Data listing
______________________________

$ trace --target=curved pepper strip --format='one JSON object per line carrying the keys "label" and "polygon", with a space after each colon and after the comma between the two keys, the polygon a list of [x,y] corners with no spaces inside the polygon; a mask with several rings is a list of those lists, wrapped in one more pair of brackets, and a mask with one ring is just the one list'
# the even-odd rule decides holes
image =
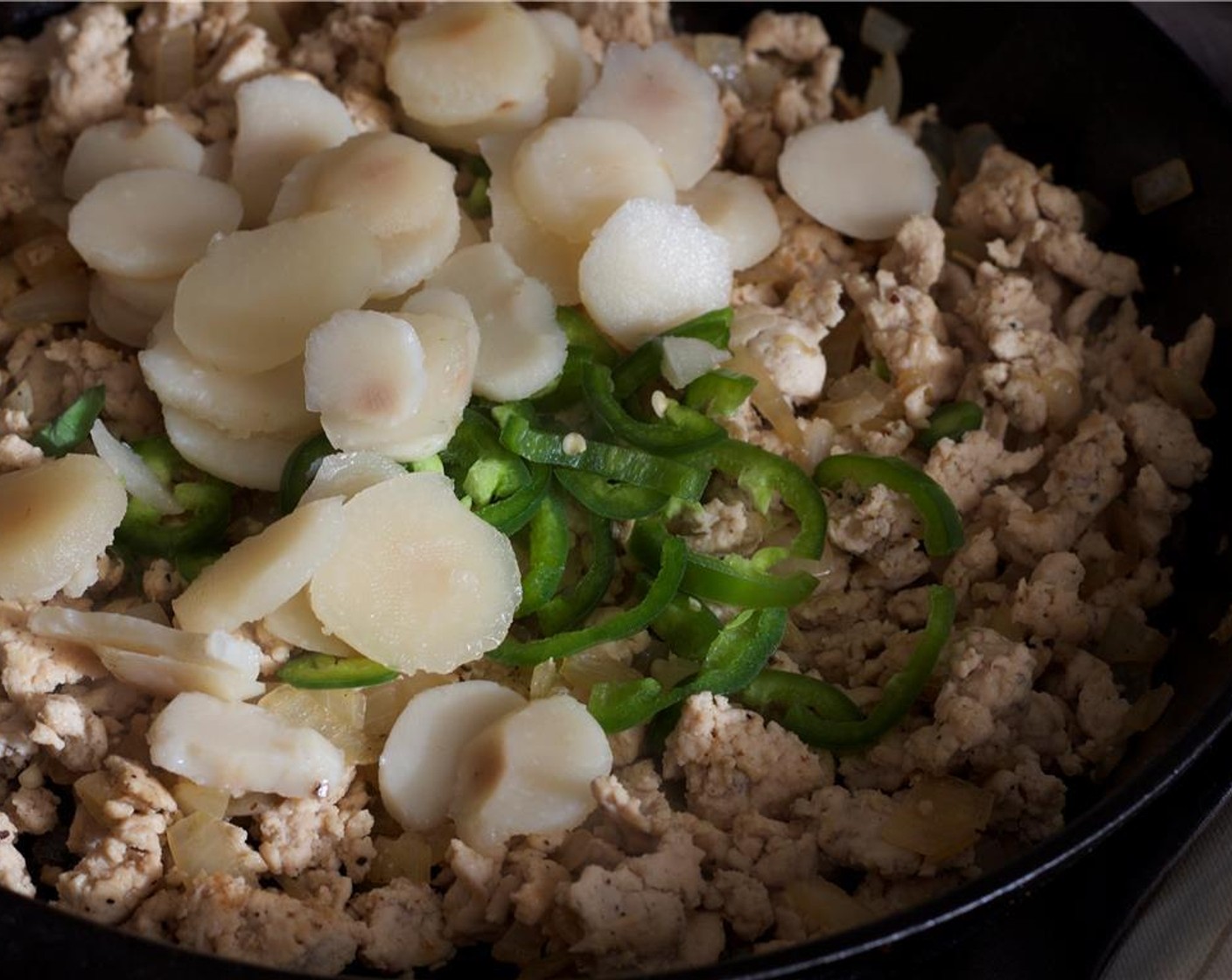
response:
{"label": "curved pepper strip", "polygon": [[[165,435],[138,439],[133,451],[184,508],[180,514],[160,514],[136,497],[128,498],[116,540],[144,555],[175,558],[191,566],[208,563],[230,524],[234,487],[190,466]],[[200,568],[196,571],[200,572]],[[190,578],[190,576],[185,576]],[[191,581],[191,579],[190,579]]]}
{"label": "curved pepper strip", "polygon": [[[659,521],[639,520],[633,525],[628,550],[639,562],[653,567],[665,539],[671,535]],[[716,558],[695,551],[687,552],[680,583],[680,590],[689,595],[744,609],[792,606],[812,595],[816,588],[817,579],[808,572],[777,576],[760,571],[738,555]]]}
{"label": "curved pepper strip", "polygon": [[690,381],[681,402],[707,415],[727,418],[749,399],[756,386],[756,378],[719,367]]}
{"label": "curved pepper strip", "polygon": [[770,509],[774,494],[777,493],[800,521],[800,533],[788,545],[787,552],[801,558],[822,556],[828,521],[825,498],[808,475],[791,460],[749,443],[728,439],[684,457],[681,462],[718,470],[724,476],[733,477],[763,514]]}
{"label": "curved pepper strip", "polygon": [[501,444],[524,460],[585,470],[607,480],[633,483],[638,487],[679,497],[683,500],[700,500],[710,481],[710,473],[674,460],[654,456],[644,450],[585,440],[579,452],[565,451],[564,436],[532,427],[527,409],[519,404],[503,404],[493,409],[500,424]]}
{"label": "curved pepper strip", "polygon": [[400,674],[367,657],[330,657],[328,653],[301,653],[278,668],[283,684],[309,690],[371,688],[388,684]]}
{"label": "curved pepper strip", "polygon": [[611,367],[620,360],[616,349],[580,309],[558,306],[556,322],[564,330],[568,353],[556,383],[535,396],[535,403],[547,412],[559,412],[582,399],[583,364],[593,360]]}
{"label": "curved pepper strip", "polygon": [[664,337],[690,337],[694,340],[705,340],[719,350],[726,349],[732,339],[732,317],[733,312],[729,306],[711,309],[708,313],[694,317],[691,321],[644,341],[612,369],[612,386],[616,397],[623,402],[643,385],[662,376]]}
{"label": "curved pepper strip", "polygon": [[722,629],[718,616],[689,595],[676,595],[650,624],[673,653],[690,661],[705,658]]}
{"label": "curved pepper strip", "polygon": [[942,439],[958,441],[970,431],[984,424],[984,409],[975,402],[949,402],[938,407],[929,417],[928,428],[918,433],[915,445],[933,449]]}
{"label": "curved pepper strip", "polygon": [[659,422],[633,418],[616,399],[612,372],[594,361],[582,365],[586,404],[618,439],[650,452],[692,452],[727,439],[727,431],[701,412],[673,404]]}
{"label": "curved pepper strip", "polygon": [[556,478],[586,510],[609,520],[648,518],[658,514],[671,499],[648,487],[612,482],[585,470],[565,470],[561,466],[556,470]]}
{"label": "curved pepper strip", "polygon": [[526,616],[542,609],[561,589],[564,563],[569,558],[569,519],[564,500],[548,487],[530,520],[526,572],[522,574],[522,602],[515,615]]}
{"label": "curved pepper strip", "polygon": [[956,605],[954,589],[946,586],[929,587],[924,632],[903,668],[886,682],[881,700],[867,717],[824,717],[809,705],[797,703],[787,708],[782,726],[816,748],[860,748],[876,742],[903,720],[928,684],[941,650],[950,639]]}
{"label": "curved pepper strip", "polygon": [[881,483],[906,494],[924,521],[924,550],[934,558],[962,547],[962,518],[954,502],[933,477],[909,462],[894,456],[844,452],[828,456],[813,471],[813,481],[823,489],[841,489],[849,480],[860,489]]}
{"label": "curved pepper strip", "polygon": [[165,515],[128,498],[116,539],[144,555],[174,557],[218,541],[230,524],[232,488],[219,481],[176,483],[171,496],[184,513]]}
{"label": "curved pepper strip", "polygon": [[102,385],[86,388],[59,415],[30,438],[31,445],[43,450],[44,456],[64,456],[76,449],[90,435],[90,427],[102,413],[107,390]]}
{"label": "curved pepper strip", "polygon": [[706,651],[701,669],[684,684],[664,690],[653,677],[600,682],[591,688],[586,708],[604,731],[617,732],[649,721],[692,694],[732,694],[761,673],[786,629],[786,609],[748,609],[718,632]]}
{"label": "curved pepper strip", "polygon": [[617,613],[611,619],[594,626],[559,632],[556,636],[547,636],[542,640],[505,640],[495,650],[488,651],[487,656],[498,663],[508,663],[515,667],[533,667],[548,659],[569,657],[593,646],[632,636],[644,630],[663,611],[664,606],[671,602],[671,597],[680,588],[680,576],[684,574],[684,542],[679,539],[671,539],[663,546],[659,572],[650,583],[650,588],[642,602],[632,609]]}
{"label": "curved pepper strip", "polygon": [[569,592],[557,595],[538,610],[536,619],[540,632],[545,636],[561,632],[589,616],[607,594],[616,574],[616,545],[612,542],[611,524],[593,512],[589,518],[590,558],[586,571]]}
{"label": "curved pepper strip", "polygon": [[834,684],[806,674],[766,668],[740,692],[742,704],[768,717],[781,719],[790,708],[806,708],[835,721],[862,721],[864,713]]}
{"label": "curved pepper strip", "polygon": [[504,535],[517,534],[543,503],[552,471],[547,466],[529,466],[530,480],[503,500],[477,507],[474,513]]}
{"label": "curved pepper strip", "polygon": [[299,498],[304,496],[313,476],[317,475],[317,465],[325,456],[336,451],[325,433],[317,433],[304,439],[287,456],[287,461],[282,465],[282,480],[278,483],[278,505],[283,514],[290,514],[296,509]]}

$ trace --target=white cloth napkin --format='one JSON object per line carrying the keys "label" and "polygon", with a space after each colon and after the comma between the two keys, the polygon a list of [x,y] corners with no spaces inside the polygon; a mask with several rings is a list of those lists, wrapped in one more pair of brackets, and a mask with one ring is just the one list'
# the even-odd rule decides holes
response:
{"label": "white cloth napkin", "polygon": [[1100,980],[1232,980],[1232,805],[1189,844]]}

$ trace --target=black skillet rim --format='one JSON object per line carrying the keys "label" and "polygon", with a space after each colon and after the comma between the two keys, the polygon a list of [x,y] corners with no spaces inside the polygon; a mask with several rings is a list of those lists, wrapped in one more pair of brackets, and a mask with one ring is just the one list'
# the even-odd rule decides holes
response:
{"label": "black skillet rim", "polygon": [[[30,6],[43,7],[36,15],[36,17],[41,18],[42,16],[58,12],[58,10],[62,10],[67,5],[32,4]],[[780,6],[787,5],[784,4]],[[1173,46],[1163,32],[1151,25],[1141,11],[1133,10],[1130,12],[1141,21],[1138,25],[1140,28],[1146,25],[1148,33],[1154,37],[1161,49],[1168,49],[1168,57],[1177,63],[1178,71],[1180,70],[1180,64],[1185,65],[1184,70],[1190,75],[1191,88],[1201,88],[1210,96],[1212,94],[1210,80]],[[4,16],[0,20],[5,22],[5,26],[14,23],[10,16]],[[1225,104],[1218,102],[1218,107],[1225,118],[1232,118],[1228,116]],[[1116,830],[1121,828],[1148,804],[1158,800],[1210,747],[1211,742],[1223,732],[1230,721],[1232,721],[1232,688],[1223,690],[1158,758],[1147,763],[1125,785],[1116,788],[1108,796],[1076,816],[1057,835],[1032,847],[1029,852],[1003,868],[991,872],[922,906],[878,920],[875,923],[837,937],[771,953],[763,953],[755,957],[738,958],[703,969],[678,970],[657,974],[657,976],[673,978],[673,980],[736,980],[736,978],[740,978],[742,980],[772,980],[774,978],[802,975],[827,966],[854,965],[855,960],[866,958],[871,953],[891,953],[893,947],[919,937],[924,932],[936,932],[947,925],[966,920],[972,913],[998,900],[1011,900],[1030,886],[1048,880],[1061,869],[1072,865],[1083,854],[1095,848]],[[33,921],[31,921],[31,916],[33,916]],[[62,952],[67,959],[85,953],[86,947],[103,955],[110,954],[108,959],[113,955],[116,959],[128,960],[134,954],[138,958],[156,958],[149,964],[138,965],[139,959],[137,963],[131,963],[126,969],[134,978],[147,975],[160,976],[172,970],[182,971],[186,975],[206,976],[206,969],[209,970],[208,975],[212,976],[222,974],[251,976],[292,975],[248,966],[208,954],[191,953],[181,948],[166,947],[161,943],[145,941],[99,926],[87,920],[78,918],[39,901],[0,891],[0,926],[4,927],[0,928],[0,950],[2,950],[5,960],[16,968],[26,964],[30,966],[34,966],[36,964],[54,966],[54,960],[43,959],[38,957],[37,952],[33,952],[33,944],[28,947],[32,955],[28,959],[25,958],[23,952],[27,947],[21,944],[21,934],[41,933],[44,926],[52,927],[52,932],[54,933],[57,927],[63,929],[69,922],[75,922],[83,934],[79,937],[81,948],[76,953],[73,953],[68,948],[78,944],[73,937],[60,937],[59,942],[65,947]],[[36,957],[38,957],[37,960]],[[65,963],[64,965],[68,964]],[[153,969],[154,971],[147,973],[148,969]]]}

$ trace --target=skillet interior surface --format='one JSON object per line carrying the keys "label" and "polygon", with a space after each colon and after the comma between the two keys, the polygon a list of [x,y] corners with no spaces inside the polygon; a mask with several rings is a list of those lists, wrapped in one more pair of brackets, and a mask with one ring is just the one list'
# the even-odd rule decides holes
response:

______________________________

**Written exercise:**
Return each line of the data listing that contains the string "brackets".

**Complete answer:**
$ trace --target=curved pepper strip --format='one JSON object per line carrying the keys "label" and "polygon", with a space after each colon and after the comma between the two keys, the polygon a list of [x,y] corners with no spaces inside the polygon; a mask with several rings is a list of those lists, wrapped in one more pair of brackets, and a mask with one ring is just the one list'
$ trace --target=white cloth napkin --format='one JSON object per line carrying the keys "label" and "polygon", with a space after each colon and after the comma between the two keys, the polygon a list of [x,y] corners with no spaces inside the polygon; a mask with several rings is a list of those lists, wrapped in one more pair of brackets, and a mask with one ring is just the one list'
$ trace --target=black skillet rim --format='one JSON object per line carrying the keys "label" and "polygon", with a space after each colon and after the comma between the two keys, the polygon a list of [x,y] corners with no spaces inside the polygon; a mask with several rings is a list of those lists, wrapped in one more pair of brackets, and a mask with one ring is just the one list'
$ trace --target=skillet interior surface --format='one JSON object per line carrying the keys "label" and "polygon", with a space after each colon and after the comma between the two keys, the polygon a list of [x,y] corners with no spaces inside the polygon; a mask with several rings is a list of those lists, wrapped in one more pair of brackets, and a mask with one ring is just the one list'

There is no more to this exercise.